--- EXTRACTED INFORMATION ---
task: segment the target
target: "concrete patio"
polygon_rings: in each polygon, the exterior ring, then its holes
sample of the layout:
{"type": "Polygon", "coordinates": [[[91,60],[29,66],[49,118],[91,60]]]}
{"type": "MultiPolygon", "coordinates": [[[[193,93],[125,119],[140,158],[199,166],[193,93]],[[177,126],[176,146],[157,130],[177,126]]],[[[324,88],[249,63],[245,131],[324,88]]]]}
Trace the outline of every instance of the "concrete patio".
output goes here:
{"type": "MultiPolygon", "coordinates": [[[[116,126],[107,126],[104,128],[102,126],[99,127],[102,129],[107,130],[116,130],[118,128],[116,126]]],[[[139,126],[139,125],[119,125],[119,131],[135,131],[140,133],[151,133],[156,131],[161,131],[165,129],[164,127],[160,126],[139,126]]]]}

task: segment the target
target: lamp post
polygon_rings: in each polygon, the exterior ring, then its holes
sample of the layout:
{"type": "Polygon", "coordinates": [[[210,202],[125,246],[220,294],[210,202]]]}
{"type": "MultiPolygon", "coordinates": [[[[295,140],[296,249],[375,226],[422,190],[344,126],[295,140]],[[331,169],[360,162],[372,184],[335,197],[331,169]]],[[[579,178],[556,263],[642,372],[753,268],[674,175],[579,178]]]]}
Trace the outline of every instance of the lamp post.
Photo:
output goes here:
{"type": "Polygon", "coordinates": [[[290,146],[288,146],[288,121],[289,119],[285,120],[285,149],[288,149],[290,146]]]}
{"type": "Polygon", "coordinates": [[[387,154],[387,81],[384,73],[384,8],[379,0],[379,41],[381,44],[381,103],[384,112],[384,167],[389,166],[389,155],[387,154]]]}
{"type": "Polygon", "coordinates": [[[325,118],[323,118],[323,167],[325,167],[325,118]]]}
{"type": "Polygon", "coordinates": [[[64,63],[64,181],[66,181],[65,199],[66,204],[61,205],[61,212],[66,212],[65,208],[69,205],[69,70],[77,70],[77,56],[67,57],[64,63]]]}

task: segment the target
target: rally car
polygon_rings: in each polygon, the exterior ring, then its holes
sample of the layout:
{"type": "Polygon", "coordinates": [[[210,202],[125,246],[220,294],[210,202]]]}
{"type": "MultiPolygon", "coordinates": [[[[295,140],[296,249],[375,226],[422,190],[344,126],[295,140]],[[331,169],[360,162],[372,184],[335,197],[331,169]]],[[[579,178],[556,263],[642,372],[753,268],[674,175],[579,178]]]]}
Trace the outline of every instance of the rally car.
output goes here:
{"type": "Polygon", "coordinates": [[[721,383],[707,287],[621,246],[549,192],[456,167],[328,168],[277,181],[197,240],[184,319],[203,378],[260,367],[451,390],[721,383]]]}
---
• DIRECTIONS:
Every line of the data above should be copied exactly.

• RESPONSE:
task: segment the target
target: "concrete patio"
polygon_rings: in each polygon, the exterior ring, then its holes
sample of the layout:
{"type": "Polygon", "coordinates": [[[91,60],[29,66],[49,118],[91,60]]]}
{"type": "MultiPolygon", "coordinates": [[[[193,93],[125,119],[140,158],[199,166],[193,93]],[[177,126],[176,146],[157,130],[177,126]]],[[[324,88],[249,63],[245,131],[324,88]]]]}
Trace the outline of every instance of the "concrete patio".
output goes here:
{"type": "MultiPolygon", "coordinates": [[[[116,126],[107,126],[104,128],[102,126],[99,127],[102,129],[107,130],[116,130],[118,128],[116,126]]],[[[139,126],[139,125],[119,125],[119,131],[135,131],[140,133],[151,133],[156,131],[161,131],[165,129],[164,127],[160,126],[139,126]]]]}

task: segment the target
target: lamp post
polygon_rings: in each polygon, the exterior ring, then its holes
sample of the layout:
{"type": "Polygon", "coordinates": [[[210,202],[125,246],[220,294],[210,202]]]}
{"type": "MultiPolygon", "coordinates": [[[[295,140],[296,249],[375,226],[422,190],[344,126],[295,140]],[[331,169],[360,162],[372,184],[335,197],[331,169]]],[[[579,178],[556,263],[642,372],[753,268],[674,175],[579,178]]]]}
Trace the outline of every instance of the lamp post.
Photo:
output goes here:
{"type": "Polygon", "coordinates": [[[290,146],[288,146],[288,121],[289,119],[285,120],[285,149],[288,149],[290,146]]]}
{"type": "Polygon", "coordinates": [[[387,154],[387,81],[384,73],[384,8],[379,0],[379,41],[381,44],[381,103],[384,112],[384,167],[389,166],[389,155],[387,154]]]}
{"type": "Polygon", "coordinates": [[[325,118],[323,118],[323,167],[325,167],[325,118]]]}
{"type": "Polygon", "coordinates": [[[64,63],[64,181],[66,181],[65,199],[66,204],[61,205],[61,212],[66,212],[65,208],[69,205],[69,70],[77,70],[77,56],[67,57],[64,63]]]}

task: segment the target
target: rally car
polygon_rings: in each polygon, the exterior ring, then its holes
sample of the layout:
{"type": "Polygon", "coordinates": [[[210,202],[125,246],[220,294],[210,202]]]}
{"type": "MultiPolygon", "coordinates": [[[[295,140],[296,249],[375,226],[422,190],[344,126],[295,140]],[[331,169],[360,162],[372,184],[335,197],[331,169]]],[[[579,178],[556,263],[642,372],[753,268],[674,175],[579,178]]]]}
Trace the outline of every instance of the rally car.
output goes here:
{"type": "Polygon", "coordinates": [[[721,383],[707,287],[621,246],[549,192],[456,167],[328,168],[277,181],[197,240],[184,319],[203,378],[260,367],[451,390],[721,383]]]}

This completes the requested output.